| Page excerpt |
# # # #
Levinas was born in 1906 in Kaunas to a Jewish family. At that time, Lithuania was occupied by the Russian Empire, so it’s not surprising that the future philosopher, who knew Lithuanian, Russian and Hebrew from an early age, was greatly influenced by Russian culture and especially literature. Levinas’ father was the owner of a bookstore, so he read a lot as a child. He himself said that it was classic literature – especially the works of Fyodor Dostoevsky and Leo Tolstoy – that led him to take an interest in philosophy and the search for the meaning of life.

Levinas spent his academic career in France and Germany. He studied philosophy at the University of Freiburg (Germany) with the famous twentieth century German philosopher Edmund Husserl, the pioneer of phenomenological philosophy. Phenomenology looks for ways to explore human consciousness, specifically the process of perception. The main question phenomenologists are interested in is how a person understands and experiences their environment or the world more broadly. Phenomenologists say that humans are always in the world and think about the world, but they see the world through themselves, through their own consciousness. In other words, the outside world is reflected or unfolded in our unique consciousness and thus becomes understandable and familiar to us.
# # # #
| Information shown |
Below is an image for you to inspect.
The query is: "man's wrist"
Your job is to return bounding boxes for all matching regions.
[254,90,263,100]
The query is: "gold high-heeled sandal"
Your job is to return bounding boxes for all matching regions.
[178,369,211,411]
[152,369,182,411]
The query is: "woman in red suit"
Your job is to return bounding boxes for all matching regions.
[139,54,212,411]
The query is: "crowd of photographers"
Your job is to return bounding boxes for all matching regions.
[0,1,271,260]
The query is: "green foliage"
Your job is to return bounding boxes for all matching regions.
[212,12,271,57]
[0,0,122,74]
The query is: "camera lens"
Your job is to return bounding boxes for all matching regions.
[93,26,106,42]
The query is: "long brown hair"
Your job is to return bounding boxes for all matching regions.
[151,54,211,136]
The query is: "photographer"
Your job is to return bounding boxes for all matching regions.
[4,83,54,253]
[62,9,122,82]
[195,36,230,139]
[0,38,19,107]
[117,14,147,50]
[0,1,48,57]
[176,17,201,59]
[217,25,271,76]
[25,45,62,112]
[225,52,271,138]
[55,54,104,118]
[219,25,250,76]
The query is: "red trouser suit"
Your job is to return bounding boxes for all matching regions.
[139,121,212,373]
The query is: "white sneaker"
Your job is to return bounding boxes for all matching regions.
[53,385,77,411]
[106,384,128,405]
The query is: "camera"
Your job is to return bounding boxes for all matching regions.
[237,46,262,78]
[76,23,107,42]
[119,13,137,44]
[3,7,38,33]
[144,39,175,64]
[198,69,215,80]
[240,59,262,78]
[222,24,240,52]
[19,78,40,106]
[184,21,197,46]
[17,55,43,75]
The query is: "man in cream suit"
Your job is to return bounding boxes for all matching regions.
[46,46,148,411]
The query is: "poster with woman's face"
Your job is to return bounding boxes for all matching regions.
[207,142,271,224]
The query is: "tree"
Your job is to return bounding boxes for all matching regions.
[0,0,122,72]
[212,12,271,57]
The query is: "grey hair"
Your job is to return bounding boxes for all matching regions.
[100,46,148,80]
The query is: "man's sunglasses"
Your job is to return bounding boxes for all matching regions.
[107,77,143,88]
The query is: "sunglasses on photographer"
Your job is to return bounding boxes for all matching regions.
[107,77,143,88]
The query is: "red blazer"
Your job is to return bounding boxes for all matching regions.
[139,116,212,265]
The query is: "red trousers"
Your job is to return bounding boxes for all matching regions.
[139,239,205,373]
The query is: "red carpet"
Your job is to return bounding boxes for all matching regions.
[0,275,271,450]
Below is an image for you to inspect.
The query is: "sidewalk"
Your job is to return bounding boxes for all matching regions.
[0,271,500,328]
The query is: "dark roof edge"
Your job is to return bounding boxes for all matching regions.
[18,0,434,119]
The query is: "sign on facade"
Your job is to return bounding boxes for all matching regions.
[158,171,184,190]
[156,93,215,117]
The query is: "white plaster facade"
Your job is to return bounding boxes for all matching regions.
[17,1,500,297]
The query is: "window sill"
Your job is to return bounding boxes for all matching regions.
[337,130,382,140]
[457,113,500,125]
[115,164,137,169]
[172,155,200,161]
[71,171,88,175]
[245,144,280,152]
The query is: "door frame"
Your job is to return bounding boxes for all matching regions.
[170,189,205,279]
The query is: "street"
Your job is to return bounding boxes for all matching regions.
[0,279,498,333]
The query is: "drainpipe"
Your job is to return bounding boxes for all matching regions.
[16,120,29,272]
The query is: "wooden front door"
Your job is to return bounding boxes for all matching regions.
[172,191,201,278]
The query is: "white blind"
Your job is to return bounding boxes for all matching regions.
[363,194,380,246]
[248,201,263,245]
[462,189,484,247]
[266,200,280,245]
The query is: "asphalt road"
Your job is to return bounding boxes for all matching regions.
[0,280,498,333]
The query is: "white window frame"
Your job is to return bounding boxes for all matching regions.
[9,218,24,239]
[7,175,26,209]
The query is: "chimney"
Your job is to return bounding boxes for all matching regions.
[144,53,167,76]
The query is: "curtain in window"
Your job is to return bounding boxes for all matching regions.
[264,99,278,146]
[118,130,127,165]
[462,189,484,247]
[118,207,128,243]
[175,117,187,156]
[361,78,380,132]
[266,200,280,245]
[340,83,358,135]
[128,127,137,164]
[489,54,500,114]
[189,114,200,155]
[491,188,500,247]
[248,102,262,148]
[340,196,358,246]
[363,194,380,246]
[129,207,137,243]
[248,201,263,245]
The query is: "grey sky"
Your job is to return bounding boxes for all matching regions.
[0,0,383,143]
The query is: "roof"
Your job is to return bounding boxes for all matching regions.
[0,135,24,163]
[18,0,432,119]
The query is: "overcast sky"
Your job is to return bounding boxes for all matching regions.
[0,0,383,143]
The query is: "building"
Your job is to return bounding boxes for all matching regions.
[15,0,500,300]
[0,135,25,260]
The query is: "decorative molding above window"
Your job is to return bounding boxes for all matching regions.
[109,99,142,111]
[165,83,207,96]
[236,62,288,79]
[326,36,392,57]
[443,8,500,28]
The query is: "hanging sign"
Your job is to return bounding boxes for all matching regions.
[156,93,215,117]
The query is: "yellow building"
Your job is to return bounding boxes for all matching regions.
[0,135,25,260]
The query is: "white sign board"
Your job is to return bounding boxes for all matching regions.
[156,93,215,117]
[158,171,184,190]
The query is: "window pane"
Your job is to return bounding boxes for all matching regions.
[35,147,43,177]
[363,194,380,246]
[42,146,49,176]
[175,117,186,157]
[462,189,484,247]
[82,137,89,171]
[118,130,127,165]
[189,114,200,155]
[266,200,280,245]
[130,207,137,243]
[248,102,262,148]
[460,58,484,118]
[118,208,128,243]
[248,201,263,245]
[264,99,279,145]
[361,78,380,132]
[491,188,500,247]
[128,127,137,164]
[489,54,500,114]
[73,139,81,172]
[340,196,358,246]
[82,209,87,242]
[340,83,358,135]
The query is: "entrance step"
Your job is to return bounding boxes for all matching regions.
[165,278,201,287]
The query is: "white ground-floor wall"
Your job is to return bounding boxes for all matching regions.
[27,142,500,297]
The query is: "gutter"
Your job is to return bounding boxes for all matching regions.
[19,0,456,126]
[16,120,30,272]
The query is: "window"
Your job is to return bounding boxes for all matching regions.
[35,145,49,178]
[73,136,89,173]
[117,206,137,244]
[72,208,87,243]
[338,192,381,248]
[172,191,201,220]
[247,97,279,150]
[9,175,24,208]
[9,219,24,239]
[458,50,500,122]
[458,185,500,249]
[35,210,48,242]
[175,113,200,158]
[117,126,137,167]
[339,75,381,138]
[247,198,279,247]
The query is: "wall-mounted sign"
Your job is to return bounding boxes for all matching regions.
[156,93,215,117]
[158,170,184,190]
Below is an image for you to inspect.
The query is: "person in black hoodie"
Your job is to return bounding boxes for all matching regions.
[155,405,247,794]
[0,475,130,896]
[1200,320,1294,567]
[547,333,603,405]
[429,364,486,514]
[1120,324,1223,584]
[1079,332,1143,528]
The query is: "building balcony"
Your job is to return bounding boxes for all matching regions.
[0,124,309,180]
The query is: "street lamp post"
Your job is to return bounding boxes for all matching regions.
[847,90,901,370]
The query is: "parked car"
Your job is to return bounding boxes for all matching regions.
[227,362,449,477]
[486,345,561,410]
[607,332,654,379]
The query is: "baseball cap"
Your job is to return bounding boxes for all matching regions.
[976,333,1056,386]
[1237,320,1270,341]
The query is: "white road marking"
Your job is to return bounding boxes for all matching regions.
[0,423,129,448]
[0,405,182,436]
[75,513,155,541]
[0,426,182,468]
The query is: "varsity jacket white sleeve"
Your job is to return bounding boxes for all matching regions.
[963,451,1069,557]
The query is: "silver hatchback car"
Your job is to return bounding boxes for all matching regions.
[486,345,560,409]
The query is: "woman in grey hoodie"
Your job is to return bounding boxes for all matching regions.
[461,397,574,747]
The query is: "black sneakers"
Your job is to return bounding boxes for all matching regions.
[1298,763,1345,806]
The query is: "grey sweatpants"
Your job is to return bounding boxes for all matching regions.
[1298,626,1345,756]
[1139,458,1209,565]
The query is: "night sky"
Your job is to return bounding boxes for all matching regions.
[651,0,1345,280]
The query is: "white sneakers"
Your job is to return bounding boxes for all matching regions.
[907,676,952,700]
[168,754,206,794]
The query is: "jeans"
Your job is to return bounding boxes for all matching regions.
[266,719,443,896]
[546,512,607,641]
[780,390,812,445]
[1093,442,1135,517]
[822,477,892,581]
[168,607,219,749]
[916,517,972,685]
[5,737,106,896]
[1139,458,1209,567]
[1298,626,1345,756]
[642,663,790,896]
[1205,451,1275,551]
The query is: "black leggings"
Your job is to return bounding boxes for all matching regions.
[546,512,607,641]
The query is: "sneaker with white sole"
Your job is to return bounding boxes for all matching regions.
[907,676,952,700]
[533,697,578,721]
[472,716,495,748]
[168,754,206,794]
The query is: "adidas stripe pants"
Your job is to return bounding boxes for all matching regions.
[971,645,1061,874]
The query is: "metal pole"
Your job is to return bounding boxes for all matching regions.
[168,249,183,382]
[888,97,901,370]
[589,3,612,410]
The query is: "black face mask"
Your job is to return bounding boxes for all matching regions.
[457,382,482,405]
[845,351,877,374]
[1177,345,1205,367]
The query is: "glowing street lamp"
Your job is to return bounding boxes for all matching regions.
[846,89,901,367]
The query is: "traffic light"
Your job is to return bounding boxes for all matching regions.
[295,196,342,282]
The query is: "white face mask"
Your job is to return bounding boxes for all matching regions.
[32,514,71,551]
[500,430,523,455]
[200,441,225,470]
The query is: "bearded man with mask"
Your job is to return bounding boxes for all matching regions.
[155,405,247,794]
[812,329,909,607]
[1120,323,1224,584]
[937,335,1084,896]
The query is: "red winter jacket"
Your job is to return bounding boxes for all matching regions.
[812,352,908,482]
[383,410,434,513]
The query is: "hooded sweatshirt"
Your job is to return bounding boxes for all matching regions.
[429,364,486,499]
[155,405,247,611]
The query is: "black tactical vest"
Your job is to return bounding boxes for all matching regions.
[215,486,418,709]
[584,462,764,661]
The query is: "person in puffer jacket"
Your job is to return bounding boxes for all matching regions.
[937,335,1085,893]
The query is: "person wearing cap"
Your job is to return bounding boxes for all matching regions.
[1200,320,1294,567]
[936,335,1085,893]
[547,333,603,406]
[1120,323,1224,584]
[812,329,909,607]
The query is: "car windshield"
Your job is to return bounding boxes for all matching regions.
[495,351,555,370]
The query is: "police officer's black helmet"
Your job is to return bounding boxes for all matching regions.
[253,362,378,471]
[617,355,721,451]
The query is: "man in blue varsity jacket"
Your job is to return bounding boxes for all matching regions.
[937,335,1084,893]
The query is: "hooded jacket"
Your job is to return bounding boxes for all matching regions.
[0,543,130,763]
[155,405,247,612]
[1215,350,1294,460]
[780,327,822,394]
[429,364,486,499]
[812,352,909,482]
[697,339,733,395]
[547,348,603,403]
# # # #
| What to work on |
Using the Levinas excerpt, explain in one to three sentences why it is not surprising that Levinas was greatly influenced by Russian culture. The data stand apart from the Levinas excerpt and are separate material.

| Solved exercise |
When Levinas was born in Kaunas in 1906, Lithuania was occupied by the Russian Empire. He also knew Russian from an early age, along with Lithuanian and Hebrew.